- THE TASK:
Each line of the data below from the one holding "pixel 438 1387." to the one holding "pixel 616 415.", inclusive, is to be reproduced exactly; no other line belongs in the answer.

- EXTRACTED MATERIAL:
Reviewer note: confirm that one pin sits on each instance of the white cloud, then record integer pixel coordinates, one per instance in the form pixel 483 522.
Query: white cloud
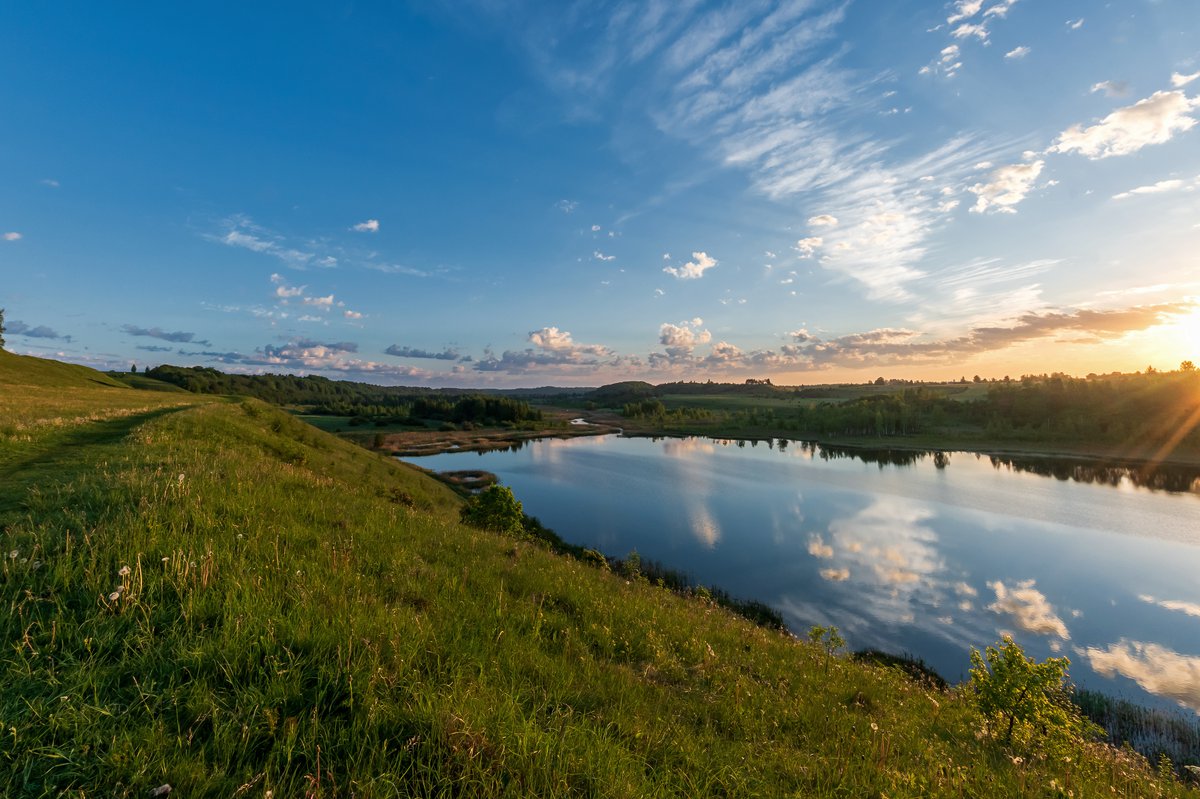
pixel 1110 88
pixel 694 269
pixel 970 29
pixel 319 301
pixel 1158 670
pixel 947 62
pixel 819 548
pixel 1006 187
pixel 1152 120
pixel 808 246
pixel 1153 188
pixel 964 10
pixel 1180 80
pixel 679 340
pixel 1029 608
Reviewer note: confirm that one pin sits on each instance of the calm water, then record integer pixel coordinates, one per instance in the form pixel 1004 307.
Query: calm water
pixel 906 553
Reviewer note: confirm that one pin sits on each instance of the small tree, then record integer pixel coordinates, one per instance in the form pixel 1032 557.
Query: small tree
pixel 495 509
pixel 1027 700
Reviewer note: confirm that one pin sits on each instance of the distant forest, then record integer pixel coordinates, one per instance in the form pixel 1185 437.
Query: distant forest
pixel 1113 408
pixel 359 401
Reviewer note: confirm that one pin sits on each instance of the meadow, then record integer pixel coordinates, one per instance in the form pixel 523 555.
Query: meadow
pixel 208 593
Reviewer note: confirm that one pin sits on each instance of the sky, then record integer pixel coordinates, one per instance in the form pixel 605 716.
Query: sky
pixel 495 193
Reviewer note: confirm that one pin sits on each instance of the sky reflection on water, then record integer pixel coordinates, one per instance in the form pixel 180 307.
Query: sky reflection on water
pixel 904 552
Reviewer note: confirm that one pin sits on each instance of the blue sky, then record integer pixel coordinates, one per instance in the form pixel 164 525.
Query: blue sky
pixel 502 193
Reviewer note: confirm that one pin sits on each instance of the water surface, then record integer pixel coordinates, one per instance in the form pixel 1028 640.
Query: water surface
pixel 904 552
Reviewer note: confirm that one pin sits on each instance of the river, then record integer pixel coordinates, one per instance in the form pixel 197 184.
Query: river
pixel 904 552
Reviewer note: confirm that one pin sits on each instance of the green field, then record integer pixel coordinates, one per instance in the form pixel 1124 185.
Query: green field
pixel 211 594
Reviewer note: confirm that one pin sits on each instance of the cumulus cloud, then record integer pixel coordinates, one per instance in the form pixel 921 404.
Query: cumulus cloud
pixel 1156 668
pixel 947 62
pixel 1006 187
pixel 551 348
pixel 819 548
pixel 552 338
pixel 1111 88
pixel 18 328
pixel 683 337
pixel 1027 607
pixel 1152 120
pixel 1153 188
pixel 447 354
pixel 1180 80
pixel 693 269
pixel 178 336
pixel 808 246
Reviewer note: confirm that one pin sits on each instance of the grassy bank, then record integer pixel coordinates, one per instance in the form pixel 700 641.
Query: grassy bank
pixel 211 594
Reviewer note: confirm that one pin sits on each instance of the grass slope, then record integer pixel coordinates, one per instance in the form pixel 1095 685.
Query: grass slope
pixel 214 595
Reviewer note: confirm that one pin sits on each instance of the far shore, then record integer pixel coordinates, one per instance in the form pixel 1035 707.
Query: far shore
pixel 601 424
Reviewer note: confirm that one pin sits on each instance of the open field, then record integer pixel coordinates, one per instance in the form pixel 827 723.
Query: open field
pixel 210 594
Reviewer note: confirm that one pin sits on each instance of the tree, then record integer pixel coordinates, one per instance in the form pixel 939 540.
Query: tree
pixel 1027 700
pixel 495 509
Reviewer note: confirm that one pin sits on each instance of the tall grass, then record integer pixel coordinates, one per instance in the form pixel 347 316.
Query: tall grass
pixel 217 596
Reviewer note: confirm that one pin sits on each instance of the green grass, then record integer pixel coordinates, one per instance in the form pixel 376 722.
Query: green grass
pixel 215 595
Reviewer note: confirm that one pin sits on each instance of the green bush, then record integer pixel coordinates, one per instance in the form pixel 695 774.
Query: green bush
pixel 495 509
pixel 1026 703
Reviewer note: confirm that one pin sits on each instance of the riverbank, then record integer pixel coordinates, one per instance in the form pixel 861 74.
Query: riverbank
pixel 216 596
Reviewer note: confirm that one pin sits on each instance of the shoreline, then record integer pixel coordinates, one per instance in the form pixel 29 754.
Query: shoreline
pixel 489 440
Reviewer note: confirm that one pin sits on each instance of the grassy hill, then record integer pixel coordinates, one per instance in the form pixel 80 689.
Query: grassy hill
pixel 211 594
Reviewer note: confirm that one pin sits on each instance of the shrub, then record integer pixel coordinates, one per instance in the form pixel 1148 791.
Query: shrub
pixel 495 509
pixel 1024 702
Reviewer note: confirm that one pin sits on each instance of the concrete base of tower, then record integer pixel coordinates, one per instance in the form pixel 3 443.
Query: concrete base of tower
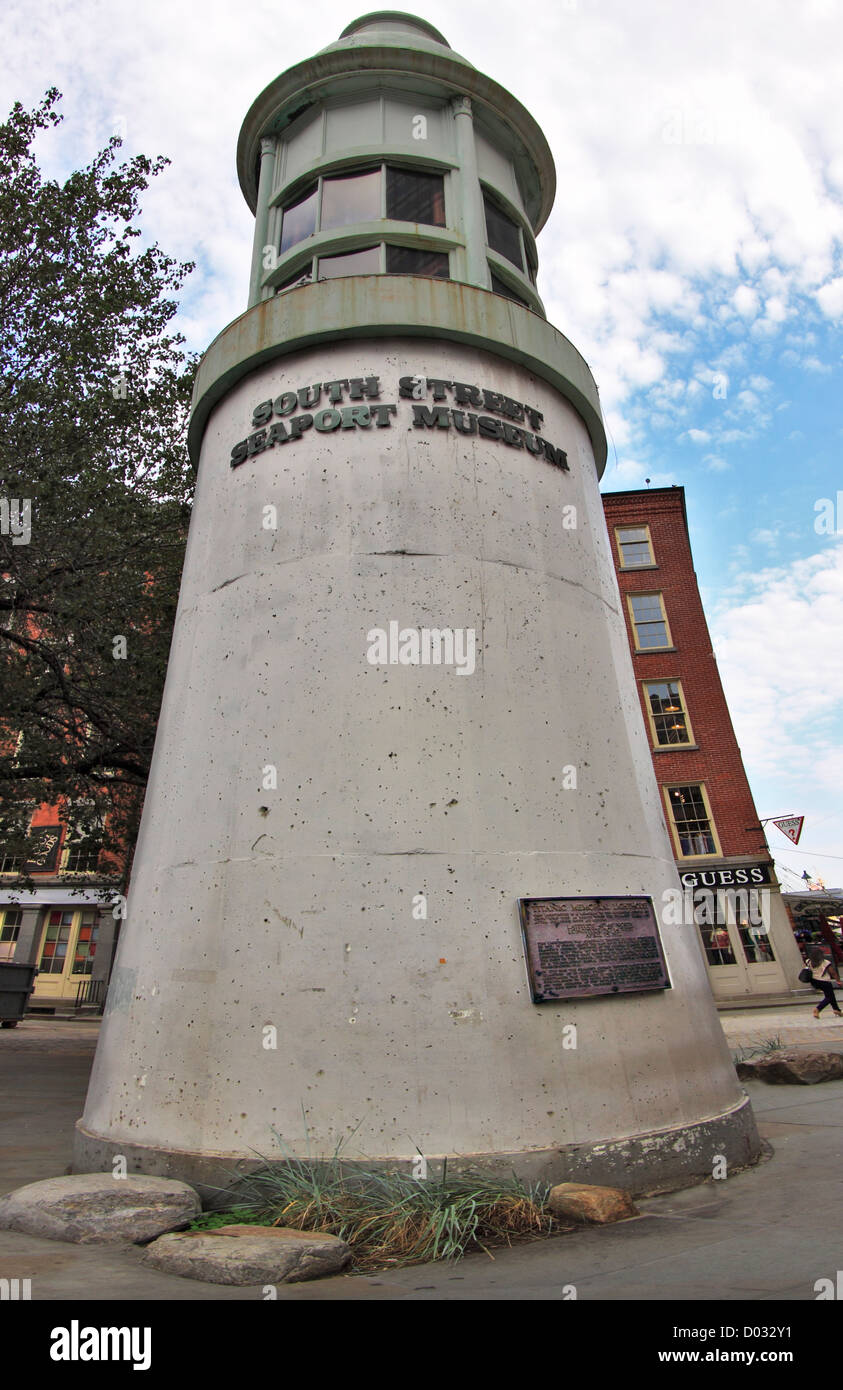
pixel 676 1157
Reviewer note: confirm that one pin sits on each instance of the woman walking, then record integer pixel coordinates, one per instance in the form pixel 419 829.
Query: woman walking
pixel 821 979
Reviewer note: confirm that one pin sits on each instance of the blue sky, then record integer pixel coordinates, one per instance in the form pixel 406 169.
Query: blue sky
pixel 693 256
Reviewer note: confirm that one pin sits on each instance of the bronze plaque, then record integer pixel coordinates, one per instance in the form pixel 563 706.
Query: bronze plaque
pixel 583 947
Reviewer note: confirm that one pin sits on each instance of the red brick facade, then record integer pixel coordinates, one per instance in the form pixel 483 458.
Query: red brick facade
pixel 711 758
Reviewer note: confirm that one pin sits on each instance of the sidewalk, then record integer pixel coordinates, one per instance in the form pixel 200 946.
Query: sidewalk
pixel 761 1235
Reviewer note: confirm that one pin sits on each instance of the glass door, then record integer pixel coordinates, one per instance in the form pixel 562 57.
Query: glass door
pixel 67 951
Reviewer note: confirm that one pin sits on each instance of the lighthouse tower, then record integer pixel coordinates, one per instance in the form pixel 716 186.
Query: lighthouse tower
pixel 402 881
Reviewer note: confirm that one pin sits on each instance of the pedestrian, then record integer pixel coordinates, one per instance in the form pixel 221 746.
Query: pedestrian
pixel 821 979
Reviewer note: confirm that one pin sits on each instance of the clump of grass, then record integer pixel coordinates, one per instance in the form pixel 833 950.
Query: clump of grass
pixel 391 1218
pixel 760 1048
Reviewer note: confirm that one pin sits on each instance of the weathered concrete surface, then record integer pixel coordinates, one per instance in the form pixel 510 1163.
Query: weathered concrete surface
pixel 750 1236
pixel 587 1203
pixel 249 1255
pixel 98 1208
pixel 792 1066
pixel 281 906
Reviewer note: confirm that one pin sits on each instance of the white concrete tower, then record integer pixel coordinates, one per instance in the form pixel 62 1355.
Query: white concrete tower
pixel 398 460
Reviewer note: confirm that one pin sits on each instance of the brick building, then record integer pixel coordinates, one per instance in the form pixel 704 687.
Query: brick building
pixel 61 916
pixel 708 806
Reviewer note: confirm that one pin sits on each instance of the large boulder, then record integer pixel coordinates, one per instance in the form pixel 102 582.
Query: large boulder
pixel 792 1066
pixel 98 1209
pixel 584 1201
pixel 249 1255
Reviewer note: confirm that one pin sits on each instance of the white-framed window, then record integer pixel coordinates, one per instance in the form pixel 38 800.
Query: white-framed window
pixel 690 820
pixel 648 620
pixel 635 546
pixel 669 723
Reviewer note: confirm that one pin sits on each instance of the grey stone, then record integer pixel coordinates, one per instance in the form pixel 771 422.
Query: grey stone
pixel 793 1068
pixel 98 1209
pixel 584 1201
pixel 249 1255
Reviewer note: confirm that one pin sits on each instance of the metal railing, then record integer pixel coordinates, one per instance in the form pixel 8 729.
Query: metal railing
pixel 91 991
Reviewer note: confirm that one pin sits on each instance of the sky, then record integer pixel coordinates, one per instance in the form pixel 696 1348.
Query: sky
pixel 693 256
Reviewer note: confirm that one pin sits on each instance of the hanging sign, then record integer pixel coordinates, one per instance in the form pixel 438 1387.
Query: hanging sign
pixel 790 826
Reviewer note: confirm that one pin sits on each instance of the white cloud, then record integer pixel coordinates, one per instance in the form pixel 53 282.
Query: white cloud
pixel 831 298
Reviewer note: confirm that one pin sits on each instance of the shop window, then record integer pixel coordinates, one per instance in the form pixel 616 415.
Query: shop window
pixel 667 712
pixel 415 196
pixel 352 263
pixel 753 927
pixel 718 947
pixel 406 260
pixel 635 546
pixel 502 234
pixel 85 944
pixel 500 287
pixel 10 931
pixel 349 198
pixel 692 820
pixel 54 950
pixel 650 622
pixel 299 218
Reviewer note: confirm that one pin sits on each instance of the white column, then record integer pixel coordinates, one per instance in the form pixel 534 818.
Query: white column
pixel 265 189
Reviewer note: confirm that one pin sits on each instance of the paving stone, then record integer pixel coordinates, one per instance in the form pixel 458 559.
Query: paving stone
pixel 792 1068
pixel 584 1201
pixel 96 1208
pixel 249 1255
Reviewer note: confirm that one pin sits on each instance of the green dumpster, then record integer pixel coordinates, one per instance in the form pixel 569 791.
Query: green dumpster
pixel 15 987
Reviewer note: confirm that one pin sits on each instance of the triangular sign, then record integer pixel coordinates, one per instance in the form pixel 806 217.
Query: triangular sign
pixel 790 826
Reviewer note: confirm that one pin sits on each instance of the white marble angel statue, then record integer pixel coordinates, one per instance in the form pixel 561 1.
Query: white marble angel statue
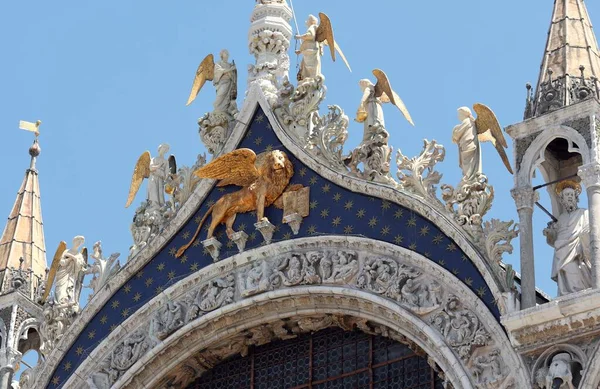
pixel 157 170
pixel 68 268
pixel 313 41
pixel 570 237
pixel 468 135
pixel 374 151
pixel 223 74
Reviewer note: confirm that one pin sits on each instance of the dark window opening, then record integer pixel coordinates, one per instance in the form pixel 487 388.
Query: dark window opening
pixel 331 358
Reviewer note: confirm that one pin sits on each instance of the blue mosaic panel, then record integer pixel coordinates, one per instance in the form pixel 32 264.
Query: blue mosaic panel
pixel 334 210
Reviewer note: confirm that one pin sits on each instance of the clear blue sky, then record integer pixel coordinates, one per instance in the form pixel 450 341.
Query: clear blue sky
pixel 110 79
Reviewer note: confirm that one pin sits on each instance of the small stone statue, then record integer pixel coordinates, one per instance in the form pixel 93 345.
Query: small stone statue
pixel 156 170
pixel 313 41
pixel 66 274
pixel 559 374
pixel 216 126
pixel 570 237
pixel 374 151
pixel 468 135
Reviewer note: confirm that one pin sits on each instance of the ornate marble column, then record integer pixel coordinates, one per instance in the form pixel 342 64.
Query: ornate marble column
pixel 9 359
pixel 590 177
pixel 269 41
pixel 524 199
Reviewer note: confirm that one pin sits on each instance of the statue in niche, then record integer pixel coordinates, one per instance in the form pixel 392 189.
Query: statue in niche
pixel 313 41
pixel 570 237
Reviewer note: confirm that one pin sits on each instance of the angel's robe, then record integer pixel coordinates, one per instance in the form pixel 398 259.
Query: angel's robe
pixel 67 285
pixel 469 155
pixel 571 267
pixel 370 113
pixel 159 170
pixel 310 67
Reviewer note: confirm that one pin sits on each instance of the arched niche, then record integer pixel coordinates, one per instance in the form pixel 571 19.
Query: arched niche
pixel 249 295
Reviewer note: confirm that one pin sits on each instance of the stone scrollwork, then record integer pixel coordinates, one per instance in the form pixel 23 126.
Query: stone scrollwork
pixel 461 328
pixel 497 237
pixel 328 137
pixel 214 130
pixel 182 184
pixel 121 358
pixel 411 170
pixel 298 108
pixel 374 154
pixel 175 314
pixel 469 202
pixel 150 220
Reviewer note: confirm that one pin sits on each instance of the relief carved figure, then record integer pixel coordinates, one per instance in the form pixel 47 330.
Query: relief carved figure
pixel 570 237
pixel 125 355
pixel 403 284
pixel 344 266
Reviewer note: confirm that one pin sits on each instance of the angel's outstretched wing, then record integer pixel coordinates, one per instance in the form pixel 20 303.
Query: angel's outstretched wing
pixel 141 171
pixel 325 33
pixel 62 246
pixel 237 168
pixel 172 164
pixel 325 36
pixel 206 71
pixel 341 53
pixel 489 130
pixel 384 91
pixel 81 275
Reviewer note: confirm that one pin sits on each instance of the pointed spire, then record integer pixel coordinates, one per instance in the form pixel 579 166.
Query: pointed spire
pixel 571 64
pixel 22 244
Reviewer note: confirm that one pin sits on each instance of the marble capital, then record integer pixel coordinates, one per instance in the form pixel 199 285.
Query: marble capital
pixel 590 175
pixel 524 197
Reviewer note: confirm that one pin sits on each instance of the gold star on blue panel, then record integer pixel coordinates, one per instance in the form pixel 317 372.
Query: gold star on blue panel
pixel 334 210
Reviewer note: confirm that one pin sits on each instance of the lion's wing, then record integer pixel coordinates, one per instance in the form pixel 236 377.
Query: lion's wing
pixel 234 168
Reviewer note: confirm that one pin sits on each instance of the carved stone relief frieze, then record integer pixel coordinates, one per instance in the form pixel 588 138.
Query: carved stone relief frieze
pixel 121 358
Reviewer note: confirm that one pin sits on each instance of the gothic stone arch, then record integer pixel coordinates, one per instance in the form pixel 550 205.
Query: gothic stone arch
pixel 534 155
pixel 260 295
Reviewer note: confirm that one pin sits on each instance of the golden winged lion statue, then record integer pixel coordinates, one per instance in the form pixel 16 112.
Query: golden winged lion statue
pixel 319 34
pixel 471 132
pixel 263 178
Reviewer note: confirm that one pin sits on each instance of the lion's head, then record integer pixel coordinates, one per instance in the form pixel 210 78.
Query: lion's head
pixel 276 165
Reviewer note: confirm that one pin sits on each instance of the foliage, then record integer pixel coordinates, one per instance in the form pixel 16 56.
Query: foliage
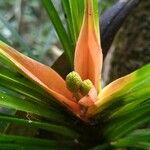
pixel 120 120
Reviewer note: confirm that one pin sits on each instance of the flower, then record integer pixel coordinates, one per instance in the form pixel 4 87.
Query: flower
pixel 81 92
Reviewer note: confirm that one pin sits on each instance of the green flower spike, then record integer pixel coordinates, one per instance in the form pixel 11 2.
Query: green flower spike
pixel 73 81
pixel 85 87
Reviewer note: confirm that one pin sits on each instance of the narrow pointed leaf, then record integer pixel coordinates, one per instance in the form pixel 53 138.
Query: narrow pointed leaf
pixel 11 142
pixel 129 88
pixel 42 75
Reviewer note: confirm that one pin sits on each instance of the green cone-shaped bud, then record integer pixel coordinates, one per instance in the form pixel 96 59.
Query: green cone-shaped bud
pixel 73 81
pixel 86 86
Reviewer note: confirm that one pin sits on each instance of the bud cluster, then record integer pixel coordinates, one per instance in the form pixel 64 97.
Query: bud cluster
pixel 75 84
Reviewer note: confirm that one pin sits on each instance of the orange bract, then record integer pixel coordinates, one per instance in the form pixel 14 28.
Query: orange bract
pixel 87 62
pixel 88 53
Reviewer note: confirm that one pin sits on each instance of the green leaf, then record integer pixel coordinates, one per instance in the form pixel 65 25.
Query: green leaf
pixel 10 142
pixel 128 108
pixel 26 105
pixel 137 139
pixel 74 11
pixel 58 129
pixel 62 34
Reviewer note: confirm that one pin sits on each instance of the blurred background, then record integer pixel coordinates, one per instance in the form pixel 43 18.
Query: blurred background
pixel 27 27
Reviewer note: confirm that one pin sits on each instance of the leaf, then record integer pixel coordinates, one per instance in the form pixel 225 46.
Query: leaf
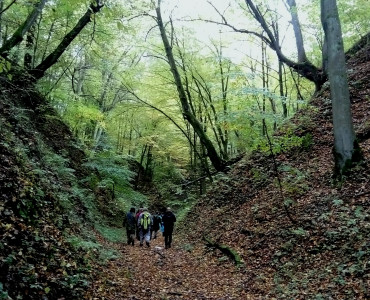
pixel 120 26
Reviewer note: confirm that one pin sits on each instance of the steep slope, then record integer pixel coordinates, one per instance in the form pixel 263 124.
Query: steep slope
pixel 307 237
pixel 41 200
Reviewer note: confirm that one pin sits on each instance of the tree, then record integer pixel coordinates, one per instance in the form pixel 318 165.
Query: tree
pixel 303 66
pixel 18 35
pixel 346 148
pixel 39 71
pixel 216 160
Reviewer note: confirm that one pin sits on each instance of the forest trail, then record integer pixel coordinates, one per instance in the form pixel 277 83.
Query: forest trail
pixel 157 273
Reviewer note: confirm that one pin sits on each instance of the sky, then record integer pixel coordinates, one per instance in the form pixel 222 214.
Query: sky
pixel 238 45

- ANSWER SPACE:
Reviewer note: confirm that one pin sits on each instance of the hanging sign, then record integer pixel coordinates, one per instance in the form pixel 438 1387.
Query: hanging sign
pixel 790 826
Reviewer note: confirm that one pin sits on each instance of the white cloud, then record integer pixel coordinates, one per instance in the form pixel 53 282.
Query: white cloud
pixel 831 298
Reviewer note: confirm that one pin sits on each instance of the shop window, then record integer pixel coordinates, one per instance in the form pixel 616 415.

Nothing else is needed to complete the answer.